### TASK STATEMENT
Lines before the one containing "of the parked" are excluded; retype that line and all remaining lines of the material exactly.

### DATASET CONTENT

:::

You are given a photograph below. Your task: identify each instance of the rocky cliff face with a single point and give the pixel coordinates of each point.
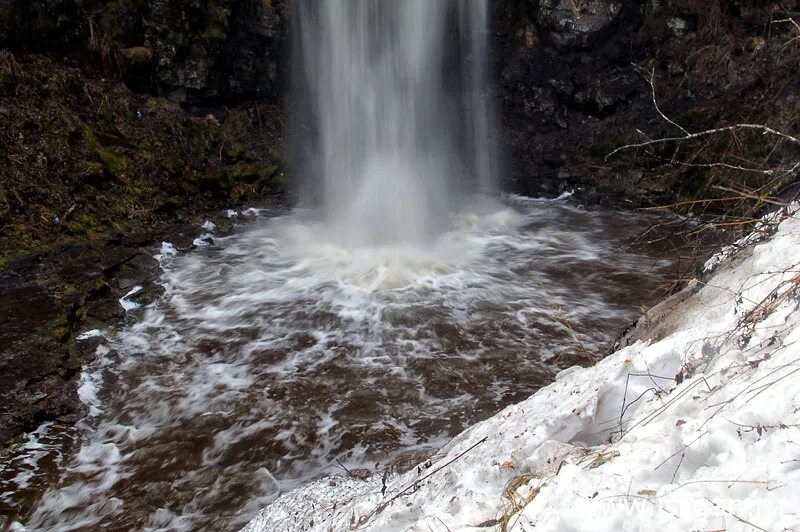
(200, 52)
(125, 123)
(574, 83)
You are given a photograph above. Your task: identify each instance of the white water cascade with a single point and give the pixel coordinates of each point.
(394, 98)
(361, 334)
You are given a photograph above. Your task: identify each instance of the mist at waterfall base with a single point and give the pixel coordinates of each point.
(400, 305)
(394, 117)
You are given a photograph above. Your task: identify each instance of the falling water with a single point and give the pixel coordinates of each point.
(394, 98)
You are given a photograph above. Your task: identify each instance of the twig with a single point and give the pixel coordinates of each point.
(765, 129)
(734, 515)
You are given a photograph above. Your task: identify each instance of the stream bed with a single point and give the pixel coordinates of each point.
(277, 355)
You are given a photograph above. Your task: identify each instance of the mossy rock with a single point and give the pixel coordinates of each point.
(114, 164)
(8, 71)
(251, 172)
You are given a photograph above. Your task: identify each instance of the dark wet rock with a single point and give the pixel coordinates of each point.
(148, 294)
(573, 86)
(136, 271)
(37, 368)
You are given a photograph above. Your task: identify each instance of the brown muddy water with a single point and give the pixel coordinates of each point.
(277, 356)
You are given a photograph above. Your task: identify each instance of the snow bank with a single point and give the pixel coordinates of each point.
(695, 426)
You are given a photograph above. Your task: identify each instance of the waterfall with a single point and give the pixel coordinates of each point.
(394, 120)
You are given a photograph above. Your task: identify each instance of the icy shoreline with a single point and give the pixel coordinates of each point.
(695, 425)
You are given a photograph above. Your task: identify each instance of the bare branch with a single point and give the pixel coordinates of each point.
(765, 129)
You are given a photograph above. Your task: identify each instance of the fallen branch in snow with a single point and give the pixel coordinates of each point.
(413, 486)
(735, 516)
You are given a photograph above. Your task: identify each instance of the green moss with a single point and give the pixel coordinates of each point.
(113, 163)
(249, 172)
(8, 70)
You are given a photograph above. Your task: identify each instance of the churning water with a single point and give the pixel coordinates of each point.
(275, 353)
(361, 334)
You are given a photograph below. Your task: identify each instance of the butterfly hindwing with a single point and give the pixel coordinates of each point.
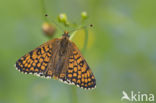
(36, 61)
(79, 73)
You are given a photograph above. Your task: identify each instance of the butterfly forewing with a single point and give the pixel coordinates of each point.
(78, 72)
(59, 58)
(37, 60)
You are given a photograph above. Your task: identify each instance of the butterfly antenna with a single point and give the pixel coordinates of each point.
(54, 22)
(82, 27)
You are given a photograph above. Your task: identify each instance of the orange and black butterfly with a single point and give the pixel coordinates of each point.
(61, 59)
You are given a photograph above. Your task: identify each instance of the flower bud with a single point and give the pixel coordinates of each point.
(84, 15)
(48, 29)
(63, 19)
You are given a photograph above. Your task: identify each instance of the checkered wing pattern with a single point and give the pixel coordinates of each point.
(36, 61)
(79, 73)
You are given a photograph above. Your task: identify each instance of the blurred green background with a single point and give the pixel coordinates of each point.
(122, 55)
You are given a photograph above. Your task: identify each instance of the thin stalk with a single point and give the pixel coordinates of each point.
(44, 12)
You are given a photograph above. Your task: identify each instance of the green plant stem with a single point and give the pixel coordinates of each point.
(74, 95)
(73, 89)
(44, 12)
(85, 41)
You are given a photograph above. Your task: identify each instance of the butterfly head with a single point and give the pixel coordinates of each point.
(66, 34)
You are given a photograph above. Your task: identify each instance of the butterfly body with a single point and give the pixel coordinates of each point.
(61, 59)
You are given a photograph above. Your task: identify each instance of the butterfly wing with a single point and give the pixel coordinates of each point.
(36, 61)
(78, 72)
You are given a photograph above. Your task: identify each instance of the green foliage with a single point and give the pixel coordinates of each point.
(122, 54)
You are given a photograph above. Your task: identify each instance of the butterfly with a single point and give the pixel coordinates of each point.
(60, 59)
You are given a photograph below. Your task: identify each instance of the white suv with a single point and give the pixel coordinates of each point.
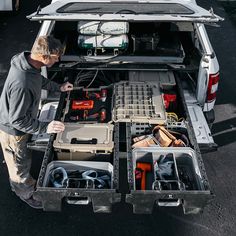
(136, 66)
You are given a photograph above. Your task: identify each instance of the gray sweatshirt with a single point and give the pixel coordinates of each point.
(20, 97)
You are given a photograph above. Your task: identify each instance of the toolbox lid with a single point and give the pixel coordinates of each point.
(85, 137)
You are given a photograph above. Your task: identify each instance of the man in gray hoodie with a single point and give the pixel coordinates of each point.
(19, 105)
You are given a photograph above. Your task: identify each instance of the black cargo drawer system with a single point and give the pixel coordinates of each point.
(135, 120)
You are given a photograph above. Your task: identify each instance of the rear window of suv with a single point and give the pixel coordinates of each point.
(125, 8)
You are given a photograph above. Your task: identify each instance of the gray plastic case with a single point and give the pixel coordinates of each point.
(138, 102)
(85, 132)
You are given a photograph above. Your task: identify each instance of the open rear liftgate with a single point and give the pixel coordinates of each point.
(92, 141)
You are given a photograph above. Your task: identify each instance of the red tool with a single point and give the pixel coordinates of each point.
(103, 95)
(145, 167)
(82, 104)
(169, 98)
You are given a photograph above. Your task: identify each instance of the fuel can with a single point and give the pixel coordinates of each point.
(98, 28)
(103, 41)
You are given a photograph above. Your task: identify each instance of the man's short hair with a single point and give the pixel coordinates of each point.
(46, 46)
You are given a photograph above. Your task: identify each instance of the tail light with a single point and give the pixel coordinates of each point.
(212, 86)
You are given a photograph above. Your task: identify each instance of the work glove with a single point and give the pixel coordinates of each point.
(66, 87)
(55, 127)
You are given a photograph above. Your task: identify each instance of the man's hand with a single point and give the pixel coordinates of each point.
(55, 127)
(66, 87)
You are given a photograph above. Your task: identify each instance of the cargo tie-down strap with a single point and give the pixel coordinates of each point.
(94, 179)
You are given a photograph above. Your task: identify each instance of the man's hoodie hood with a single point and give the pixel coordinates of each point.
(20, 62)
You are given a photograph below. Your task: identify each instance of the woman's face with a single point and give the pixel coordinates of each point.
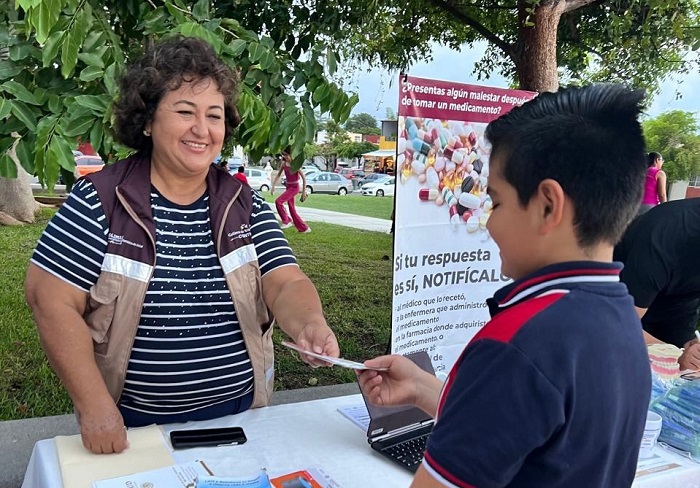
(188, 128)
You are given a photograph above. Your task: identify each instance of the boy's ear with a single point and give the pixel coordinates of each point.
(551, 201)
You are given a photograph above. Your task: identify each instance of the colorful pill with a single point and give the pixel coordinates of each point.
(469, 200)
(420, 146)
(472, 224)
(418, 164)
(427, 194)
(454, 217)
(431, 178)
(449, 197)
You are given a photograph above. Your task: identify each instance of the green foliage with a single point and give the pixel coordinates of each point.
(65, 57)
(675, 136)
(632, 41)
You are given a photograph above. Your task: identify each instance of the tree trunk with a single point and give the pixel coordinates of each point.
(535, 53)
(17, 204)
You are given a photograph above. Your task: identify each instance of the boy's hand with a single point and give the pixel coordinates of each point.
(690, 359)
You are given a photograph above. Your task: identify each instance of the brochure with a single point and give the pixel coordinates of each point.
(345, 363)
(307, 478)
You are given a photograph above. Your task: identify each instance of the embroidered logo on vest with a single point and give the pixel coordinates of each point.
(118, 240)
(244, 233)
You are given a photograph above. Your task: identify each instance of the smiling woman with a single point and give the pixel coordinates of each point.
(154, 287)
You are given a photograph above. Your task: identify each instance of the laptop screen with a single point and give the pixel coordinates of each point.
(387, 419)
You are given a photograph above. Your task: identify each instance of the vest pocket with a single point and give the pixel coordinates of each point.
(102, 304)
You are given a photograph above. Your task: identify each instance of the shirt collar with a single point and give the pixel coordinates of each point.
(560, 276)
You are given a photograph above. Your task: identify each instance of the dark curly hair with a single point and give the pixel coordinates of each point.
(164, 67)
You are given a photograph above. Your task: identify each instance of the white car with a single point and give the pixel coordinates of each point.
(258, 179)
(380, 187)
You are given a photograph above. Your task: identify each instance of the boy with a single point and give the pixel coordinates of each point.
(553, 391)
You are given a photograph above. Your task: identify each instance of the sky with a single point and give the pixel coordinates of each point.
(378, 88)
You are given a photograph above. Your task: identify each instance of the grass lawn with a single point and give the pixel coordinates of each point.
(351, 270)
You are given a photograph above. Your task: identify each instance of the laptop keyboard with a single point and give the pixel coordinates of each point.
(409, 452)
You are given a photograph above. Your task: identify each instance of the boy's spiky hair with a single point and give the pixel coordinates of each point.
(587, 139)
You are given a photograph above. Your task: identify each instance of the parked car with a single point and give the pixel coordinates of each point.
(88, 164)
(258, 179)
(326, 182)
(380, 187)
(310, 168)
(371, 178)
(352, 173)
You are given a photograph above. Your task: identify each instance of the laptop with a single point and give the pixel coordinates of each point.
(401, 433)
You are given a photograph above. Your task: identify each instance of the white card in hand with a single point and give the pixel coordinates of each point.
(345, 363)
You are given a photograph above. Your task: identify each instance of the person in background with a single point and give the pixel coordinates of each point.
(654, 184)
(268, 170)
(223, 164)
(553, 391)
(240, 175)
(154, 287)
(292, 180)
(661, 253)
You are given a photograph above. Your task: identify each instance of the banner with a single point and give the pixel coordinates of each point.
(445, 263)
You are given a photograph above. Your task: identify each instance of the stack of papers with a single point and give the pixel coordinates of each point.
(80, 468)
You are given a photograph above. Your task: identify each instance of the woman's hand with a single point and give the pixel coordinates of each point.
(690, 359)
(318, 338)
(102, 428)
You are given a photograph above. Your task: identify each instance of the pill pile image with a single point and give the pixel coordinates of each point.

:::

### TASK RESPONSE
You are given a photograph above. Your task: identify each instance of the parked car with a single point and give the pixel coordinates of each point.
(88, 164)
(258, 179)
(326, 182)
(380, 187)
(310, 168)
(371, 178)
(352, 173)
You are given a photograph above. Your task: identify each instance of the laptop with a single point and give the pixel coordinates of each point.
(401, 433)
You are given a photograph above. Your task: identify each instance of the white card in hand with a single point and give the pixel coordinates of each point.
(345, 363)
You are given a photograph above. Your task: identify each instance of the person in background with a single point and give the pixel coordinates of each point.
(654, 184)
(268, 170)
(223, 164)
(553, 391)
(240, 175)
(154, 287)
(292, 180)
(661, 253)
You are given a photograph above. Your task: identify each instance of the banner with a single point and give the pixel coordinates of each point.
(445, 263)
You are given a photograph above. Your task: identify each instance of the stack of papers with a single point and give the pixel coordinates of each point.
(80, 468)
You are given a photograph above. Your task: identify each instance of the woman's hand with a single point and give the pixel coordinates of each point.
(690, 359)
(318, 338)
(102, 428)
You are given a photograph above. Your task: identify each instance of the pill pile image with a single point and give the pixel coordinates of each point.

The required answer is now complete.